Aangeleverde tekst ::
Partijen worden hierna ‘ [eiser] ’ en ‘Dexia’ genoemd.

1.De procedure

1.1.
Het verloop van de procedure blijkt uit:
  • de dagvaarding van 14 oktober 2021 van [eiser] ;
  • de conclusie van antwoord in conventie en van eis in reconventie van Dexia;
  • de conclusie van repliek in conventie en van antwoord in reconventie van [eiser] ;
  • de conclusie van dupliek in conventie en van repliek in reconventie van Dexia;
  • de conclusie van dupliek in reconventie van [eiser] ;
  • de akte uitlaten jurisprudentie van Dexia;
  • de antwoordakte van [eiser] .
1.2.
Vervolgens is vonnis bepaald.

2.De feiten

2.1.
Dexia is de rechtsopvolgster onder algemene titel van Dexia Bank Nederland, Bank Labouchere en Legio Lease. Waar sprake is van Dexia worden haar rechtsvoorgangsters daaronder begrepen.
2.2.
[eiser] heeft de volgende leaseovereenkomsten (hierna: de overeenkomsten) ondertekend waarop [eiser] als lessee stond vermeld, met als wederpartij Dexia:
Nr.
Contractnr.
Datum
Naam overeenkomst
Looptijd
Leasesom
I.
[nummer 1]
30-06-2000
AEX Plus Effect
240 mnd
€ 21.781,44
II.
[nummer 2]
15-02-2001
Capital Effect
240 mnd
€ 10.696,80
III.
[nummer 3]
15-02-2001
Capital Effect
240 mnd
€ 10.696,80
2.3.
Dexia heeft met betrekking tot de overeenkomsten eindafrekeningen opgesteld met de volgende resultaten:
Nr.
Datum eindafrekening
Resultaat
Betaald
I.
04-05-2012
- € 107,87
Ja
II.
15-02-2001
- € 437,03
Ja
III.
15-02-2001
- € 437,03
Ja
2.4.
Dexia heeft op basis van het bij partijen bekende 'Hofmodel’ tweederde deel van de restschuld, vermeerderd met rente, in mindering gebracht op de restschuld. Volgens opgave van Dexia heeft [eiser] op grond van de overeenkomsten – al dan niet bij wijze van vooruitbetaling – in totaal een bedrag van € 25.096,54 aan maandtermijnen en een bedrag van € 399,19 aan Dexia betaald. [eiser] heeft een bedrag van € 2.172,96 aan dividenden van Dexia ontvangen.

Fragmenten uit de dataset
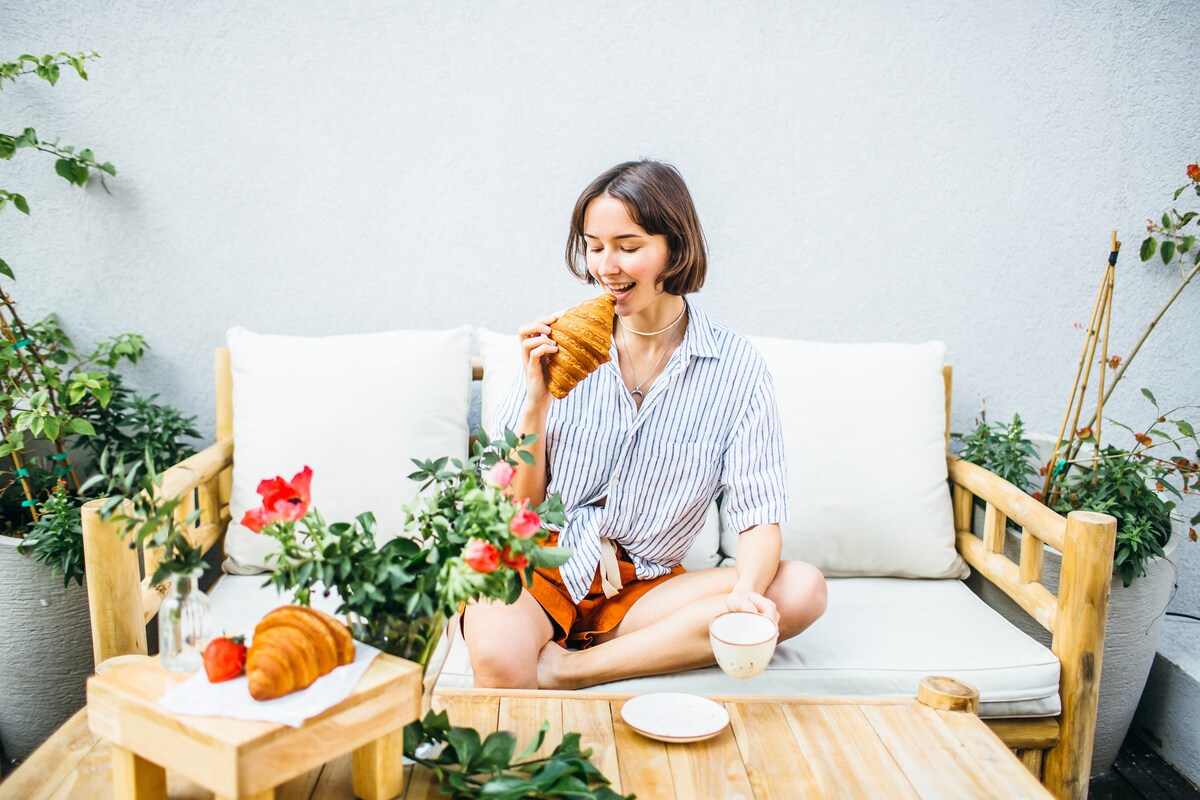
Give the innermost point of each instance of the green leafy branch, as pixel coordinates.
(133, 500)
(469, 767)
(47, 67)
(75, 167)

Opdracht :: Som alsjeblieft alle stukken op waaruit volgens de aangeleverde tekst het verloop van de procedure blijkt.

Resultaat ::
- de dagvaarding van 14 oktober 2021 van [eiser]
- de conclusie van antwoord in conventie en van eis in reconventie van Dexia
- de conclusie van repliek in conventie en van antwoord in reconventie van [eiser]
- de conclusie van dupliek in conventie en van repliek in reconventie van Dexia
- de conclusie van dupliek in reconventie van [eiser]
- de akte uitlaten jurisprudentie van Dexia
- de antwoordakte van [eiser]